## AUFGABENSTELLUNG
Gib die Zeilen von der Zeile mit "The query is: banner" bis einschließlich der Zeile mit "left=3, top=101, right=30, bottom=123" vollständig wieder, auch die Zeilen ohne Koordinaten. Skaliere dabei die Koordinaten in den Lösungszeilen mit dem Faktor 0,55, runde auf ganze Zahlen (ab ,5 aufrunden) und lass die Zahlen der Formatvorgabe unverändert.

## GEGEBENE INFORMATIONEN
**********
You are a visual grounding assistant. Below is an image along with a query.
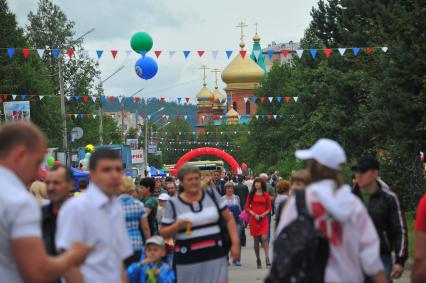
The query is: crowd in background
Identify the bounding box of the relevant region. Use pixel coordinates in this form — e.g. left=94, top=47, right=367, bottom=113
left=0, top=123, right=426, bottom=283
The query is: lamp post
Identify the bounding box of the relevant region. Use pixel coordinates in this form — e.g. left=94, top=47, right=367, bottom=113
left=144, top=107, right=164, bottom=176
left=98, top=65, right=124, bottom=145
left=121, top=88, right=144, bottom=144
left=57, top=28, right=95, bottom=166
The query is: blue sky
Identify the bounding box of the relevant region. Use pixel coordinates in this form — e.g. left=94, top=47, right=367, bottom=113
left=8, top=0, right=317, bottom=98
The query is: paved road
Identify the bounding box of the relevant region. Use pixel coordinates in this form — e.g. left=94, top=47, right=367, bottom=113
left=229, top=229, right=410, bottom=283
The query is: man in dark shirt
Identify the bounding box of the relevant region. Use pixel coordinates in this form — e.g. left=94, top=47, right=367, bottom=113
left=41, top=165, right=74, bottom=258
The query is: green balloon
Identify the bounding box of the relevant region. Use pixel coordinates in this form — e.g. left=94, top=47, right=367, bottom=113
left=47, top=156, right=55, bottom=166
left=130, top=32, right=153, bottom=53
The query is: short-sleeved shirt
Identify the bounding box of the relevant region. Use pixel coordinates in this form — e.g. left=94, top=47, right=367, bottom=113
left=142, top=195, right=158, bottom=235
left=161, top=189, right=226, bottom=265
left=118, top=194, right=148, bottom=251
left=415, top=194, right=426, bottom=233
left=56, top=184, right=133, bottom=283
left=0, top=166, right=41, bottom=283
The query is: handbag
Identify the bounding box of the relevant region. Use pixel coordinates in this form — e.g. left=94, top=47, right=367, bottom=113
left=206, top=189, right=232, bottom=254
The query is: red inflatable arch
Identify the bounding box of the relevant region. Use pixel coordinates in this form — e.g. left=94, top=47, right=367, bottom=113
left=170, top=147, right=241, bottom=176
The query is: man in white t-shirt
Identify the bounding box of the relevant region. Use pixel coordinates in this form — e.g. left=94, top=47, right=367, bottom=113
left=0, top=123, right=90, bottom=283
left=56, top=148, right=133, bottom=283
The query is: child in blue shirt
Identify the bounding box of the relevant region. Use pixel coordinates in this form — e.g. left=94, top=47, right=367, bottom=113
left=127, top=236, right=175, bottom=283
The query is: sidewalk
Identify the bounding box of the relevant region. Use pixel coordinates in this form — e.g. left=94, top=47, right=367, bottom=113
left=229, top=229, right=411, bottom=283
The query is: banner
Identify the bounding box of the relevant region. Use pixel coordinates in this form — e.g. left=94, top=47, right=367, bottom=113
left=3, top=101, right=30, bottom=123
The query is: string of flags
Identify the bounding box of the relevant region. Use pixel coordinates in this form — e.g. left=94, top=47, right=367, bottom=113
left=0, top=46, right=389, bottom=60
left=0, top=93, right=299, bottom=104
left=67, top=113, right=284, bottom=121
left=153, top=131, right=251, bottom=136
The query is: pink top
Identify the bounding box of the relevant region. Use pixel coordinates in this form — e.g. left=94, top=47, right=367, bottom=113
left=270, top=180, right=383, bottom=283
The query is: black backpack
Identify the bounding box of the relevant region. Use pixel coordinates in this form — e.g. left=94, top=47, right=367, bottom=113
left=265, top=190, right=330, bottom=283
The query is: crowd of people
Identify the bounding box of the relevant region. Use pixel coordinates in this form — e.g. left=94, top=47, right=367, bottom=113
**********
## LÖSUNG
The query is: banner
Identify the bounding box of the relevant region. Use pixel coordinates in this form — e.g. left=94, top=47, right=367, bottom=113
left=2, top=56, right=17, bottom=68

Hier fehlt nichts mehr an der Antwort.